» YOUR TASK
Could you rewrite the lines below as a Markdown table with the columns "Row" and "Line", numbering each one and dropping any blank lines?

(Saved data entries)

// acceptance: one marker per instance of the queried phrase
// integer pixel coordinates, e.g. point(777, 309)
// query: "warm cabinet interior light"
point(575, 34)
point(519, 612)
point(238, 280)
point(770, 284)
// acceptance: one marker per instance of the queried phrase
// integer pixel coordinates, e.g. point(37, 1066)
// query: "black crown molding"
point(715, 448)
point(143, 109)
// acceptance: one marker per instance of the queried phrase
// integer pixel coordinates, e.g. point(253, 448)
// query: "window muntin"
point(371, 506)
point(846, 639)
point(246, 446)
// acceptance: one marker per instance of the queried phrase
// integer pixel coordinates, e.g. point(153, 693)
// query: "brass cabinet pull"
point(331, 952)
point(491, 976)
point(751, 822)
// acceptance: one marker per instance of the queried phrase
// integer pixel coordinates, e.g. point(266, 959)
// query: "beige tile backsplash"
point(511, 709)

» TASK OUTPUT
| Row | Line |
|---|---|
| 1 | // acceptance: one marker per instance of the queried phrase |
| 2 | // integer pixel coordinates, e.g. point(777, 309) |
| 3 | // query: "warm cabinet interior light" |
| 4 | point(575, 34) |
| 5 | point(519, 612) |
| 6 | point(238, 280) |
| 7 | point(770, 284) |
| 8 | // acceptance: one marker per instance of the queried phrase |
| 9 | // integer pixel coordinates, e.g. point(37, 1066) |
| 10 | // query: "black crown molding" |
| 11 | point(715, 448) |
| 12 | point(143, 109) |
| 13 | // acceptance: one marker per instance of the queried phrase |
| 14 | // integer pixel coordinates, e.g. point(253, 448) |
| 15 | // query: "window muntin" |
| 16 | point(371, 506) |
| 17 | point(846, 639) |
| 18 | point(246, 446) |
| 19 | // acceptance: one marker per instance of the queried phrase |
| 20 | // integer pixel coordinates, e.g. point(153, 693) |
| 21 | // query: "brass cabinet pull" |
| 22 | point(331, 952) |
| 23 | point(491, 976) |
| 24 | point(751, 822) |
| 25 | // acceptance: one marker per instance of the queried phrase |
| 26 | // integer pixel coordinates, e.g. point(266, 959) |
| 27 | // query: "beige tile backsplash" |
| 28 | point(511, 709) |